What to work on:
The reply should consist of the entire listing, word for word.

Records shown:

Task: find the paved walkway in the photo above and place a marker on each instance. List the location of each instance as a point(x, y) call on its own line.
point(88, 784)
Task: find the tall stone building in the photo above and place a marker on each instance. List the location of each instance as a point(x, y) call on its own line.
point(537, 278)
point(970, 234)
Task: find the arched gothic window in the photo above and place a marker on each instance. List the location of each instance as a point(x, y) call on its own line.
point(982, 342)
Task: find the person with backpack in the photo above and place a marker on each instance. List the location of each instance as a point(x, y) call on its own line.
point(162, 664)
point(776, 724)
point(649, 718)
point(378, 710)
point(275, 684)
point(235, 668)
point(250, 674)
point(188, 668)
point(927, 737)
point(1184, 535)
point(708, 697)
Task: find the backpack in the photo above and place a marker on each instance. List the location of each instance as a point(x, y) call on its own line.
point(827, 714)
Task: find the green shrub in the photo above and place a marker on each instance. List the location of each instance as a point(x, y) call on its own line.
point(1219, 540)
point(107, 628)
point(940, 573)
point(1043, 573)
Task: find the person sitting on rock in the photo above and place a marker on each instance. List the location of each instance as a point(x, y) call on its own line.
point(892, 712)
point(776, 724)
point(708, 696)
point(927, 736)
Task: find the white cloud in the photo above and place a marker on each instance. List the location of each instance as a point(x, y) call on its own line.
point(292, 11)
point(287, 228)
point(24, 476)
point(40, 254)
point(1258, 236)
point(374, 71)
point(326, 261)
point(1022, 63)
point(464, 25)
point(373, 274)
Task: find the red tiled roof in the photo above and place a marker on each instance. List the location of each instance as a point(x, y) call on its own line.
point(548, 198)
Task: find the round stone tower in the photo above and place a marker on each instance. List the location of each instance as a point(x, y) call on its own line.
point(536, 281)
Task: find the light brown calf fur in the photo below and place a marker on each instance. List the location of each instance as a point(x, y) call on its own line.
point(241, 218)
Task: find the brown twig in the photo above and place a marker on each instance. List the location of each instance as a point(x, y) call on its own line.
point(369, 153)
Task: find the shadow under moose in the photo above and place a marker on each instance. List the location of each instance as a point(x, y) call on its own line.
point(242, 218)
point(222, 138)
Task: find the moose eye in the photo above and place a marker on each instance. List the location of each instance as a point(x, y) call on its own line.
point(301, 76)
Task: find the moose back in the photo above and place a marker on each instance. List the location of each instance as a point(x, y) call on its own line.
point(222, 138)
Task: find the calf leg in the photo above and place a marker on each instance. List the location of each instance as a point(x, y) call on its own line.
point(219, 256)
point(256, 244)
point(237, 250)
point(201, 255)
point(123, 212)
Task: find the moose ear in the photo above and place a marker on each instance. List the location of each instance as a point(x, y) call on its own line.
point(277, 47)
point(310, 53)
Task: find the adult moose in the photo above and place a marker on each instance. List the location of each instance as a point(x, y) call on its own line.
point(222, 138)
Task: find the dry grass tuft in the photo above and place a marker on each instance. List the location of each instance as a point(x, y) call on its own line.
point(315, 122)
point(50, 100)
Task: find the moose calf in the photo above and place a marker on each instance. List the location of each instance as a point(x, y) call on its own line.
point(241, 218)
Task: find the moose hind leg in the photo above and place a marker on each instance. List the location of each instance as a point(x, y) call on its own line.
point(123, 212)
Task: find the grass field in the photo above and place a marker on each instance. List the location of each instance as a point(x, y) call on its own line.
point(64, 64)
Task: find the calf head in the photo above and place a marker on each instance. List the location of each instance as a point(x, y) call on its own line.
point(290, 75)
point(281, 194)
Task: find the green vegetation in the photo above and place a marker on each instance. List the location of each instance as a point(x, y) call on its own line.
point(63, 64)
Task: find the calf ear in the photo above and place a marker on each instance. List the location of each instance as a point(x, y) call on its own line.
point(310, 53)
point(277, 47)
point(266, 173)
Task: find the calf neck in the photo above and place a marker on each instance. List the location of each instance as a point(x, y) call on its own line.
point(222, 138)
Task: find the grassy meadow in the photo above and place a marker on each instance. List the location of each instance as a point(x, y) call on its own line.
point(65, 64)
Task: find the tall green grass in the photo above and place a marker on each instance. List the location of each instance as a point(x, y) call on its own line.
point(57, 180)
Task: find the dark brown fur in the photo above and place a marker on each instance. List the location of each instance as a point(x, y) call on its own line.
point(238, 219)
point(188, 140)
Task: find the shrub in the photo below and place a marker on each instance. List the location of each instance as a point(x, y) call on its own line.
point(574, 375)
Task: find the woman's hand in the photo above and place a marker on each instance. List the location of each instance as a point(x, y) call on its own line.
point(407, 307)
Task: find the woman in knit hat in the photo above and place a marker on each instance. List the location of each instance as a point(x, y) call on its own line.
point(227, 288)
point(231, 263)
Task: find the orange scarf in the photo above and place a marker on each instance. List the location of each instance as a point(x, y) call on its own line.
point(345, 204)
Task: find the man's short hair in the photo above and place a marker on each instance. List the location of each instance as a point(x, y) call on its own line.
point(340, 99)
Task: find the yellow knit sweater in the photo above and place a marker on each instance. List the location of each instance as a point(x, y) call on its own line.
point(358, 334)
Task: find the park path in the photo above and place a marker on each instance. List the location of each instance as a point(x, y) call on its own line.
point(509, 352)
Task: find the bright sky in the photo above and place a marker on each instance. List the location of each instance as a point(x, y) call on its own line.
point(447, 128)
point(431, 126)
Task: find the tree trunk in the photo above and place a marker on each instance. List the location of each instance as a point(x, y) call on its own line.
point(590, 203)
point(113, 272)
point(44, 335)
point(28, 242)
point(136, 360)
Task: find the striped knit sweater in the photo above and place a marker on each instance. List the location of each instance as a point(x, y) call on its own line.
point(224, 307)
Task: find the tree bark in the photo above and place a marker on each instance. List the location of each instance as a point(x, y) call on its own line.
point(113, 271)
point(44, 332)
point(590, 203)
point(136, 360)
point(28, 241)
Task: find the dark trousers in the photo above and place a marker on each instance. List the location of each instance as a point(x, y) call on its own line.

Result:
Task: find the paved walkway in the photo above and place a marker on each instance. List the location of each instance as a point(x, y) call on its own line.
point(88, 784)
Task: find the tall stone building in the photo above and place a marker on each instance. List the location of each instance as a point(x, y) call on its own line.
point(537, 278)
point(970, 234)
Task: find the arched gothic window in the photo above and place a marker on each instance. List the location of each instance as a point(x, y) call on its own line.
point(982, 342)
Task: find the person with backpack in the photo above and place a marker on each instance. List the location of each instance as a point(x, y) call on its own line.
point(162, 664)
point(776, 724)
point(649, 718)
point(378, 710)
point(275, 684)
point(235, 668)
point(250, 674)
point(188, 668)
point(927, 737)
point(1184, 535)
point(708, 697)
Task: find the backpack in the photo above and place a marker on each instance. List the location of each instance as a point(x, y) call on its own line.
point(827, 714)
Task: find the green shrub in the photo above and place a marker on each instance. List the location of each instance as a point(x, y) call on its own line.
point(1219, 540)
point(107, 628)
point(940, 573)
point(1043, 573)
Task: find the person sitting on rock in the photo above and place a marker on each instance. List the location of each instance as a point(x, y) call on its own line.
point(892, 712)
point(776, 724)
point(708, 696)
point(927, 736)
Task: find the white cloud in the photo above and place a marker on each instance. List the location of each instance as a point(x, y) call on its own line.
point(292, 11)
point(287, 228)
point(24, 476)
point(40, 254)
point(1258, 236)
point(374, 71)
point(326, 261)
point(1022, 63)
point(464, 25)
point(373, 274)
Task: find the red tiled roof in the photo above and place a marker on each instance. List the location of each instance as a point(x, y) call on its own line.
point(548, 198)
Task: find the round stone tower in the photo above and place a marker on each instance. List the location of each instance as a point(x, y) call on its own line.
point(536, 281)
Task: find the light brown calf fur in the photo below and place a marker on each instance. List the location of each instance as a point(x, y) call on its own line.
point(241, 218)
Task: find the brown twig in the photo above and place a marker on each instance. List the location of each instance as a point(x, y) call on its own line.
point(369, 153)
Task: find the shadow under moose in the photo above and place a marker on each instance. List the location of each instance as a point(x, y) call on its own line.
point(242, 218)
point(222, 138)
Task: find the moose eye in the photo above and place a marker on each instance. List the location of each instance as a point(x, y) call on its own line.
point(301, 76)
Task: find the moose back in the photo above and place a marker on each instance. List the location of each instance as a point(x, y) call on its own line.
point(222, 138)
Task: find the calf leg in the photo above and place a marker on each instance. List the location of each instance as a point(x, y) call on its own line.
point(219, 256)
point(256, 244)
point(237, 250)
point(201, 255)
point(123, 212)
Task: find the moose ear in the photo above and place a marker on each instance. List the location of each instance as a point(x, y) call on its own line.
point(277, 47)
point(310, 53)
Task: find the adult moose in the photo above and place a marker on each instance. List the location of each instance as a point(x, y) call on its own line.
point(222, 138)
Task: find the dry grass tuft in the photo above and place a marker on each instance. List the location of each instance as a point(x, y) call on its own line.
point(315, 122)
point(50, 100)
Task: find the moose calf in the photo above and place a marker on each instance. List the location of each instance as a point(x, y) call on its own line.
point(241, 218)
Task: find the moose hind leg in the photo above and place a marker on each instance. List the location of each instance as a point(x, y) call on its own line.
point(123, 212)
Task: find the grass field in the photo above and place a marker on each instance. List the location of each instance as a point(x, y) call on its own line.
point(64, 64)
Task: find the calf head in the photo above and place a marker on each instance. List the location of each instance as a point(x, y) call on its own line.
point(290, 75)
point(281, 194)
Task: find the green vegetation in the photo above and place a marker on each instance. List the location of each instance as a point(x, y) call on its own line.
point(63, 64)
Task: find the calf ear in the photo above and place a marker on each instance. List the location of each instance as a point(x, y) call on its own line.
point(310, 53)
point(277, 47)
point(266, 173)
Task: find the calf neck in the photo above and place a marker on each instance. List the location of each instance as a point(x, y) call on its own line.
point(222, 138)
Task: find the grassy meadow in the photo above and place a marker on each instance. List the location of each instance as a point(x, y) call on its own line.
point(65, 64)
Task: find the tall green grass in the photo above and place a marker on each instance. List the location of each instance as a point(x, y) call on its own line.
point(57, 180)
Task: find the dark brown fur in the photo above and place a marker on each instance. List the location of each instance as a point(x, y) call on its own line.
point(238, 219)
point(188, 140)
Task: find the shrub in the photo below and place a marker on each instance. List the location of each instance as a point(x, y) call on its own line.
point(574, 375)
Task: find the woman's hand in the photo above and place a marker on each instance. List the location of each instance as a point(x, y) call on its own line.
point(407, 307)
Task: find the woman in knit hat in the photo above and place a marker on each instance. List the location of each instance as a point(x, y) call on its own line.
point(227, 288)
point(231, 263)
Task: find the orange scarf in the photo above and place a marker on each instance. List the location of each instance as a point(x, y) call on its own line.
point(345, 204)
Task: find the man's short hair in the photo above and place a marker on each instance. List the location of each instance as a point(x, y) call on its own line.
point(340, 99)
Task: find the yellow knit sweater in the photo above and place a marker on each instance. List the location of each instance as a point(x, y) call on its own line.
point(358, 334)
Task: find the park path in the photo above and place a marker on each instance. List the location of each instance as a point(x, y) call on its own line.
point(509, 352)
Task: find the bright sky in the photo above and place a marker on each instance. List the location of each instance as a point(x, y) call on its own line.
point(447, 128)
point(431, 126)
Task: find the tree trunk in the photo above and place a marker on each instance. List the location of each instance as a point(x, y) call on its own line.
point(590, 203)
point(113, 272)
point(44, 335)
point(28, 242)
point(136, 360)
Task: find the striped knit sweater in the photo above and place a marker on each instance. List the location of each instance as a point(x, y) call on its own line.
point(224, 307)
Task: find the tree bark in the photo above and place a marker on each instance. List the location of each instance as a point(x, y) call on its own line.
point(113, 271)
point(44, 332)
point(590, 203)
point(136, 360)
point(28, 241)
Task: find the dark trousers in the photo above and place a marker on each instance. List the location of each instance as a point(x, y) call on its own line.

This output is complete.